§ **Work to complete**
The whole of the data must be transcribed exactly.

[Data listing Boundary: Start]

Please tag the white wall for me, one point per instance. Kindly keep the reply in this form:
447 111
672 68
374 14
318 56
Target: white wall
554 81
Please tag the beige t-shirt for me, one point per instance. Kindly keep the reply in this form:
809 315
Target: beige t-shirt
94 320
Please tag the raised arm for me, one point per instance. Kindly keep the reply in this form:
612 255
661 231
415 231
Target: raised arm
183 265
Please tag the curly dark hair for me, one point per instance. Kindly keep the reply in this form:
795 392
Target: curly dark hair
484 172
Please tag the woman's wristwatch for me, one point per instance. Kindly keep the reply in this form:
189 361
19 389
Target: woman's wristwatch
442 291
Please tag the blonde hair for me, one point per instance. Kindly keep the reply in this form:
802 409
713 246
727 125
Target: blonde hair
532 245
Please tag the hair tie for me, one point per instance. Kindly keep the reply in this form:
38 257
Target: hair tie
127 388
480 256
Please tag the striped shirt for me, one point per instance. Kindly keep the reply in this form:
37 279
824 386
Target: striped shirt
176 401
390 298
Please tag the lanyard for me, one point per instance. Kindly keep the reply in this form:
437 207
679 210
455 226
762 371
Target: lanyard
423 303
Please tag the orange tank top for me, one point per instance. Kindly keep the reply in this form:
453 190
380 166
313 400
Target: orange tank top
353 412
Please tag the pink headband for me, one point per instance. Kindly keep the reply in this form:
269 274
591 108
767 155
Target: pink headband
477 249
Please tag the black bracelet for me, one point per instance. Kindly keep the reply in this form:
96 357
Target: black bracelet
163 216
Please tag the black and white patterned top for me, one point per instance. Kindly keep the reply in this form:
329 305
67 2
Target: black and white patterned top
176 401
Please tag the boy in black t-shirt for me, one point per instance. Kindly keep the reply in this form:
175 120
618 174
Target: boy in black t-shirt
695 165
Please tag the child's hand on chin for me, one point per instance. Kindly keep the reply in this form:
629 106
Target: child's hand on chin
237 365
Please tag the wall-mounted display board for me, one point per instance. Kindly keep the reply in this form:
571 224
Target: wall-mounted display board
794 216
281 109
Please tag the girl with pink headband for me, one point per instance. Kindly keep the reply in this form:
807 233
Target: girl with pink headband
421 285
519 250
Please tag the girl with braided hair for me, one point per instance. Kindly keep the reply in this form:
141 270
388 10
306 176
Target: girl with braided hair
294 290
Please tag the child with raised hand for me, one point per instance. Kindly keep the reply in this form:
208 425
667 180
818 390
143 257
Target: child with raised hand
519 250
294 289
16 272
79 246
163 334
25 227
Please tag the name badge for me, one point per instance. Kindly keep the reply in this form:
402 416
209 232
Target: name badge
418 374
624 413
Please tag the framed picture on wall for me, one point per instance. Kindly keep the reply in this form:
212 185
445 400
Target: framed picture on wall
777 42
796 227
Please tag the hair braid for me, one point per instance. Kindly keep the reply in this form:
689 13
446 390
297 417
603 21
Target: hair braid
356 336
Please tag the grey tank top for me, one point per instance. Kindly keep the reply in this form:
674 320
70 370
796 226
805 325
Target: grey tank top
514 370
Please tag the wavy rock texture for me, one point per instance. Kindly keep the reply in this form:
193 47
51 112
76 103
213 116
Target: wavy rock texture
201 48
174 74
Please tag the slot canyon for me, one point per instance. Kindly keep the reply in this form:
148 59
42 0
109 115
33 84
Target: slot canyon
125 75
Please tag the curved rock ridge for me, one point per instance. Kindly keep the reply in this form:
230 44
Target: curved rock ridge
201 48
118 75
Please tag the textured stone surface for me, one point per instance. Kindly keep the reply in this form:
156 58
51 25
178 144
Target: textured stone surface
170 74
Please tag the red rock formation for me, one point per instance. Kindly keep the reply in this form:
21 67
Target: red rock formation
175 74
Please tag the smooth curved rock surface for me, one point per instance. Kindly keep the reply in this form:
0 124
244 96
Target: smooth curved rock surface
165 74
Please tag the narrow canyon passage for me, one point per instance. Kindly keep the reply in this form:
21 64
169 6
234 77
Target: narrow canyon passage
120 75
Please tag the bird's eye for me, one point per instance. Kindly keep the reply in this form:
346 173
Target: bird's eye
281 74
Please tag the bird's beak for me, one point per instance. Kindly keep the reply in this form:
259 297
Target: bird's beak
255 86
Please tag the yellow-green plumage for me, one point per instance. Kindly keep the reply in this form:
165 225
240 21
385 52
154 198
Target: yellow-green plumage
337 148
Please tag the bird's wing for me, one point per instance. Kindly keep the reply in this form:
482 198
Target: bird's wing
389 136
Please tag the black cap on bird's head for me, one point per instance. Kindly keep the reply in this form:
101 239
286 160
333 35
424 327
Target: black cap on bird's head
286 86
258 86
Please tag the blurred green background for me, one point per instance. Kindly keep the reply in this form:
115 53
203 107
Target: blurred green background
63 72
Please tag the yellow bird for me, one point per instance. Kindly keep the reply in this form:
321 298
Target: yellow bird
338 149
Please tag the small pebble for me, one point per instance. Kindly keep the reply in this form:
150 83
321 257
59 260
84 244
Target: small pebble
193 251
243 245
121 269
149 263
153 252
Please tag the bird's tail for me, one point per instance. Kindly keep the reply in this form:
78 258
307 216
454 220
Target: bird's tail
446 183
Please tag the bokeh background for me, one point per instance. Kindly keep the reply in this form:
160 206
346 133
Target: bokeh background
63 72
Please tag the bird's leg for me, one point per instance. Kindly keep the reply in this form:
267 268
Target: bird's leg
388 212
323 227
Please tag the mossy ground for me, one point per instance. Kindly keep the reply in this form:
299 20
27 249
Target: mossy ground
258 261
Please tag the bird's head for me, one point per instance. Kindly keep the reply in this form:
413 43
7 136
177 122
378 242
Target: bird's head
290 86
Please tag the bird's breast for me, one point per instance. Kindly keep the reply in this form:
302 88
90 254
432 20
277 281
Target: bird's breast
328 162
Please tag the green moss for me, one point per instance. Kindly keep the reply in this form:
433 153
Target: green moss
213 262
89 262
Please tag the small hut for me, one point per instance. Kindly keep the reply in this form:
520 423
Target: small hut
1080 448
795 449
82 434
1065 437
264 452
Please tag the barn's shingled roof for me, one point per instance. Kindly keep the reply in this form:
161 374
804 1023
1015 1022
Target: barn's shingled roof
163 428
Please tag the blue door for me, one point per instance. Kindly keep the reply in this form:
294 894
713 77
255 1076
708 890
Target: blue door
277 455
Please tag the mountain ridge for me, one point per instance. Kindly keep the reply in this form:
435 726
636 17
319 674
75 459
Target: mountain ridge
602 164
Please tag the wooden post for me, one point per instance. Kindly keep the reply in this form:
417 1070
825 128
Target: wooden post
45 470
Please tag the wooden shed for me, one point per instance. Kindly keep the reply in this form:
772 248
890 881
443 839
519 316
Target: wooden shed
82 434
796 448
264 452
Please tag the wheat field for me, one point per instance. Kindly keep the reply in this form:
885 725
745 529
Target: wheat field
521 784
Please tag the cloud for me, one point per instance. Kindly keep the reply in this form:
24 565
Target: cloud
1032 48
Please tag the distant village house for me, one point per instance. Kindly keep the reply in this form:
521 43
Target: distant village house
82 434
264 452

[Data listing Boundary: End]

§ **Solved exercise**
Please tag the white wall for me, one point per instance. Kindly keep the reply in this form:
447 111
672 68
374 14
318 56
Target: white wall
554 81
Please tag the beige t-shirt for me, one point per instance. Kindly keep the reply in this form:
809 315
Target: beige t-shirt
94 320
Please tag the raised arm for me, one point per instance. Kindly keep the reply in this form:
612 255
661 231
415 231
Target: raised arm
183 265
Please tag the curly dark hair for me, one point per instance. Kindly keep the reply in this form:
795 392
Target: curly dark hair
484 172
Please tag the woman's wristwatch for me, one point per instance. Kindly keep the reply in this form:
189 361
19 389
Target: woman's wristwatch
442 291
Please tag the blonde hair for me, one point per instance. Kindly keep the reply in this form:
802 409
713 246
727 125
Target: blonde hair
532 245
Please tag the hair tie for me, one point per instance. Kindly keep the reply in this form:
38 257
Target: hair tie
127 388
480 256
Please tag the striped shirt for me, one point per instance. Kindly keep the reply in this form:
37 279
824 386
Target: striped shirt
176 401
390 298
Please tag the lanyard for me, one point per instance. Kindly keep the reply in this form:
437 207
679 210
455 226
762 371
Target: lanyard
423 303
Please tag the orange tank top for me, one point per instance. Kindly keep the reply in this form:
453 190
380 166
313 400
Target: orange tank top
353 412
Please tag the pink headband for me, one point per instance. Kindly keep the reply in this form:
269 274
591 108
767 155
Target: pink headband
477 249
Please tag the black bracelet for me, one point per instance. Kindly keep the reply in this form:
96 357
Target: black bracelet
163 216
Please tag the black and white patterned top for me, one point per instance. Kindly keep the reply in this form:
329 305
67 2
Target: black and white patterned top
176 401
Please tag the boy in black t-shirt for me, one point per instance. Kindly keep the reply in this form:
175 120
618 174
Target: boy in black t-shirt
695 165
Please tag the child's hand on chin for me, one point per instance. Kindly keep the reply in this form:
629 106
Target: child's hand on chin
237 365
Please tag the wall-mounted display board for me, one point per instance. Kindly keep the reply in this form:
571 224
Target: wall-mounted display board
794 216
281 109
Please tag the girl with pink headband for me, one point per instance. Kindly keep the reply in this form:
807 233
Target: girl with pink headband
421 285
519 250
Please tag the girl with braided hair for me, one point per instance. Kindly keep the reply in this form:
141 270
388 10
306 176
Target: girl with braided hair
294 290
Please tag the child with raised hand for me, one point per instance. Kindly keep the reply in this form:
208 425
667 180
818 390
143 257
Target: child with raised hand
519 250
294 289
16 272
79 246
163 334
25 227
Please tag the name badge for me, one point per instance. Kindly keep the reply in this form:
402 416
209 232
Target: name badge
418 374
624 413
Please tag the framed picture on wall for me, one point per instance. Kindly keep the reply in this form:
212 185
445 400
Target: framed picture on wall
777 42
796 227
Please tag the hair braid for me, one point per instance. Kindly keep the reply in this form:
689 13
446 390
297 417
603 21
Target: hair braid
356 336
Please tag the grey tank top for me, one point per instance. Kindly keep the reply in this form:
674 320
70 370
796 226
805 325
Target: grey tank top
514 370
Please tag the wavy rock texture for me, one point per instance. Kindly keep the reply in this form:
193 47
51 112
76 103
213 116
Target: wavy rock texture
201 48
174 74
Please tag the slot canyon for me, one point per instance. Kindly keep the reply in this form:
148 59
42 0
109 115
33 84
Target: slot canyon
125 75
Please tag the curved rock ridge for me, one point per instance. Kindly keep the reply in this form:
230 44
Target: curved rock ridge
201 48
118 75
Please tag the textured stone surface for me, one point per instance. Kindly keep the reply in this form:
156 58
51 25
178 144
Target: textured stone surface
170 74
Please tag the red rock formation for me, one point per instance. Kindly keep the reply in this form:
21 67
Target: red rock formation
175 74
Please tag the smooth curved rock surface for me, one point per instance. Kindly keep the reply in this form:
0 124
244 96
Target: smooth curved rock surface
165 74
Please tag the narrow canyon passage for me, one point per instance. Kindly keep the reply in this form:
21 64
169 6
234 77
Target: narrow canyon passage
120 75
Please tag the bird's eye for me, one point per instance. Kindly keep the reply in this form:
346 173
Target: bird's eye
281 74
Please tag the bird's beak for me, one point per instance. Kindly keep the reply in this form:
259 297
Target: bird's beak
255 86
Please tag the yellow-green plumage for me, one point per instance. Kindly keep the reply in this form:
165 225
240 21
385 52
154 198
Target: yellow-green plumage
337 148
Please tag the bird's wing for me, one point per instance. Kindly keep the reply in this form:
482 198
Target: bird's wing
389 136
Please tag the black cap on bird's head for me, one point per instance. Kindly keep the reply in this form:
101 239
286 160
333 35
424 327
Target: black cap on bird's head
286 86
258 86
Please tag the blurred green background for me, one point per instance. Kindly keep the reply in this form:
115 53
203 107
Target: blurred green background
63 72
Please tag the yellow bird for me, one point per instance. Kindly keep the reply in this form:
321 298
Target: yellow bird
338 149
Please tag the small pebble for me, one point per instance. Kindly keep the reply in this form:
150 83
321 257
59 260
84 244
Target: small pebble
193 251
243 245
121 269
149 263
153 252
Please tag the bird's tail for me, one point per instance. Kindly keep the reply in this form:
78 258
307 216
454 220
Target: bird's tail
446 183
Please tag the bokeh background for me, one point per instance. Kindly keep the reply in this form:
160 206
346 133
Target: bokeh background
63 72
Please tag the bird's leg for me, one point per instance. Kindly keep the reply in this form:
267 268
Target: bird's leg
388 212
323 227
Please tag the mossy ground for me, one point per instance. Kindly keep the reply in this form:
299 20
27 249
Target: mossy ground
258 261
Please tag the bird's head for me, one point per instance. Kindly keep the reply in this form:
413 43
7 136
177 122
378 242
Target: bird's head
290 86
Please tag the bird's breast for me, one point per instance. Kindly keep the reply in this form:
302 88
90 254
432 20
277 281
Target: bird's breast
328 162
Please tag the green moss for me, one point per instance. Kindly keep the reply in this form:
433 153
Target: green moss
213 262
89 262
Please tag the small hut for me, one point per instance. Kindly keep the reply in this form:
520 423
Target: small hut
1080 448
795 449
82 434
1065 437
264 452
Please tag the barn's shingled roof for me, one point per instance. Kindly keep the reply in this form:
161 374
804 1023
1015 1022
Target: barn's shingled roof
163 428
Please tag the blue door for me, one point per instance. Kindly keep the reply in this form:
294 894
713 77
255 1076
708 890
Target: blue door
277 455
Please tag the mountain ridge for me, one point per instance. Kindly keep the reply in this form:
435 726
636 17
319 674
75 459
Target: mountain ridge
602 164
Please tag the wooden post for me, one point per instance. Kindly keep the reply in this form:
417 1070
825 128
Target: wooden post
45 470
Please tag the wooden shed for me, one point per instance. Kindly keep the reply in this form:
772 248
890 881
443 839
519 316
Target: wooden shed
82 434
796 448
264 452
Please tag the wheat field for me, one point per instance. Kindly keep the reply in this form:
885 725
745 529
Target: wheat field
521 784
Please tag the cloud for me, one point per instance. Kindly keep the reply in this form:
24 565
Target: cloud
1032 48
Please tag the distant village house for me, one point per instance. Kindly keep the reply in this form:
521 43
Target: distant village house
82 434
264 452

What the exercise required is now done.